WHAT YOU SHOULD DO:
Copy each of the entries below word for word, keeping every line as it is.

AVAILABLE DATA:
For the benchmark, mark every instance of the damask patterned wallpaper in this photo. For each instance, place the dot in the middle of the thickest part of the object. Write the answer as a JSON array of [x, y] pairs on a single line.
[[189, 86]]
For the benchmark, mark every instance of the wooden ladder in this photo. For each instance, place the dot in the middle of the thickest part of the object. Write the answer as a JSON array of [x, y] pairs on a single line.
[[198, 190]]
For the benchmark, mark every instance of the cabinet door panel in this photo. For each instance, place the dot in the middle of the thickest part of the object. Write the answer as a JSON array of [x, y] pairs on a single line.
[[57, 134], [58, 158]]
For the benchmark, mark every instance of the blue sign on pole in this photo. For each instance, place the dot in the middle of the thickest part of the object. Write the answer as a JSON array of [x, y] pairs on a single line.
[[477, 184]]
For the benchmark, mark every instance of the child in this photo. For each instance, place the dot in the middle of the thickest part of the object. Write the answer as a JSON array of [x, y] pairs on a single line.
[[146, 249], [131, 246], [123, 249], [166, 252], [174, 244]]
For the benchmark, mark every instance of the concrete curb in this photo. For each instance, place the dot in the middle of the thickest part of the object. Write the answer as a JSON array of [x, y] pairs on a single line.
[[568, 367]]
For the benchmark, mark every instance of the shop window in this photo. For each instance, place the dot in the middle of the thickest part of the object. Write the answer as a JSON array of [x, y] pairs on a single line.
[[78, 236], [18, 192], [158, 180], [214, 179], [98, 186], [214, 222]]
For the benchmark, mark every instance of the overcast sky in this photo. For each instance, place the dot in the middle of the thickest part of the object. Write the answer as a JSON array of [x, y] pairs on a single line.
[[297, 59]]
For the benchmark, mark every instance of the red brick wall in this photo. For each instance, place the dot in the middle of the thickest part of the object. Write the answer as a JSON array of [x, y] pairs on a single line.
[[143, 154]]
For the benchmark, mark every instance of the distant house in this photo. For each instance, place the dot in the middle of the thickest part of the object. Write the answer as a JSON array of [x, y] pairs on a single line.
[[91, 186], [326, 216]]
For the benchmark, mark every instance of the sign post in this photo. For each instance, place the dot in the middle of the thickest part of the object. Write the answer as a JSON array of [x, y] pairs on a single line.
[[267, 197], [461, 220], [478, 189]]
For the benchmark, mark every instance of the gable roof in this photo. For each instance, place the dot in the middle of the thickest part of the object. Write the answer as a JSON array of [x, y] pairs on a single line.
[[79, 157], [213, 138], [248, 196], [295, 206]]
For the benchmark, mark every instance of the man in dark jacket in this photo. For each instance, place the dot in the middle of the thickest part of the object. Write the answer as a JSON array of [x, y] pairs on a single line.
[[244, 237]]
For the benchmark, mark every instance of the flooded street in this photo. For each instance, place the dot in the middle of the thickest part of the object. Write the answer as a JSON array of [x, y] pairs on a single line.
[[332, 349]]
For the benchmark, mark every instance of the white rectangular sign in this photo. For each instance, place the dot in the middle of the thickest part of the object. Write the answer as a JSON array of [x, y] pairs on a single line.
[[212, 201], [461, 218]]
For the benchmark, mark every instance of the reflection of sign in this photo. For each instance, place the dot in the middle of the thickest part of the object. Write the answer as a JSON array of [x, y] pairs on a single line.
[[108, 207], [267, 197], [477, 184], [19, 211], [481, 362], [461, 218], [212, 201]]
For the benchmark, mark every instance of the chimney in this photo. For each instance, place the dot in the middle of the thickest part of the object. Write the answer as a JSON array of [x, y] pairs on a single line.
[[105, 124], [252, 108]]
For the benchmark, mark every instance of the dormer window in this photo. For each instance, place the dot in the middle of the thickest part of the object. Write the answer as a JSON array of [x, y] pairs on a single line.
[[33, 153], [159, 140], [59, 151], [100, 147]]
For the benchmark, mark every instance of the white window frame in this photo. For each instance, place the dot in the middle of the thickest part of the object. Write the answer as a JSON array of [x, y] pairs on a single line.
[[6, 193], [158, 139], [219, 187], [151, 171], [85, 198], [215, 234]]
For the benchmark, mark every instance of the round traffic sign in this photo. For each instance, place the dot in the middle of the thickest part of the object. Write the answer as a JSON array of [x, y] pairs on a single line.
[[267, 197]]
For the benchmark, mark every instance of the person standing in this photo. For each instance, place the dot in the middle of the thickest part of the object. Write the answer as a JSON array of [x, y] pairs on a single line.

FINAL ANSWER:
For the benchmark, mark every instance of the damask patterned wallpaper in this photo. For each instance, place the dot in the middle of the thickest part of the object. Write the answer as a JSON array of [x, y] pairs on a single line.
[[189, 86]]
For the benchmark, mark every instance of the wooden ladder in this photo. For each instance, place the dot in the middle of the thickest part of the object. Write the answer as a JSON array of [x, y] pairs on a single line.
[[198, 190]]
For the benchmark, mark every instance of the cabinet door panel in this photo. For each instance, place the dot in the middle of the thickest part of the object. Write the answer as a JSON array of [x, y] pairs on a single line.
[[57, 134], [58, 158]]
For the benchmark, mark every instance of the blue sign on pole in this photo. For each instance, place the dot in the middle of the thickest part of the object. Write the answer as a JSON array of [x, y] pairs on a single line.
[[477, 184]]
For the benchmark, mark every instance of the child in this photo. For each instance, place the dot in the middle of the thickest part of the object. Write the answer as a JSON array of [x, y] pairs on a single line.
[[146, 249], [131, 246], [123, 249], [166, 252], [174, 244]]
For the benchmark, mark every instance of the concrete curb in this photo. For each instance, place the dot in the middle of the thickest part of the object. Write the answer as a JSON array of [x, y] pairs on a single line.
[[568, 367]]
For the benchmark, mark every instance of the shop window in this photo. For each instance, place the dot in the middle of the thickest part of the object. Write the answer as a JSON array of [x, y] pairs on a single line.
[[78, 236], [18, 192], [158, 180], [214, 179], [98, 186], [214, 222]]
For the benchmark, mark every instance of the overcast sky in this photo. For each instance, place the dot in the middle of the thickest part of the object. Write the answer as a JSON array of [x, y] pairs on a single line.
[[297, 59]]
For the benchmark, mark every instance of the red brick wall in this photo. For each instance, place the dot in the middle of the thickest part of the object. Write the answer as a JSON array of [x, y] pairs on a single line.
[[143, 154]]
For the benchmark, mark every instance of the distant house in this photo. For each instance, place the dot in the middle of the thickest part of the object. Write the answer as a JSON array of [x, y] pairs on a single line.
[[91, 186], [326, 216]]
For the benchmark, mark every instance of the sign post in this photo. For each instance, place the dot in the middle of the thickest part of the object. Write the answer as a JSON array of [x, y] pairs on a single line.
[[267, 197], [461, 220], [478, 189]]
For the benchmark, mark every instance of the gable roof in this photo. For each instance, place the dot in the middle of the thickest part of the object. Write the answer as a JSON array of [x, y] pairs on a single line.
[[79, 157], [213, 138], [248, 196], [295, 206]]
For the benchmark, mark every instance of the man in dark jacket in this photo. For each instance, place the dot in the middle of the thickest part of the object. Write the answer as a JSON array of [x, y] pairs on a single line.
[[244, 237]]
For the benchmark, mark every instance of the flooded street in this photo. For each instance, place the dot in the middle of the thickest part of the object. Write the answer as a JSON array of [x, y] pairs on a single line.
[[332, 349]]
For the benchmark, mark every instance of the white rectangular sign in this photo. For each instance, place the dot in the middle of the thickest part of the object. Write the answer as a JSON array of [x, y] pairs on a single line.
[[212, 201], [461, 218]]
For the benchmark, mark every instance of the reflection of sign in this photo. For each instance, place the dot in the middle of the thickest part of the object. Write the answer as a JSON array of [x, y] pairs on a single line.
[[108, 207], [267, 197], [477, 184], [19, 211], [481, 362], [461, 218], [212, 201]]
For the benchmark, mark every instance of the chimney in this photo. For each instance, place the dot in the middle of the thickest part of the object. Write the answer as a JSON array of [x, y] pairs on a single line.
[[105, 124], [252, 108]]
For the benchmark, mark every instance of the dormer window in this photo. For each instance, place the dot in the middle of the thickest part of the object. Write the answer as a JSON array of [x, y] pairs on a single line.
[[33, 153], [159, 140], [59, 151], [100, 147]]
For the benchmark, mark every instance of the white window frame in this photo. For each instance, place the dot in the middle of the thickest part of the object. Write the answer as a JSON array of [x, y] pairs on a single line.
[[6, 193], [158, 139], [219, 187], [151, 171], [85, 198], [215, 234]]
For the benchmark, mark every instance of the round traffic sign in this photo. For each instance, place the dot in the middle of the thickest part of the object. Write the answer as a JSON array of [x, y] pairs on a single line.
[[267, 197]]
For the benchmark, mark every instance of the person standing in this photo. For each instance, place the dot in the middle of the thickest part of the object. Write the answer as a JSON array of [x, y] pairs on a single line.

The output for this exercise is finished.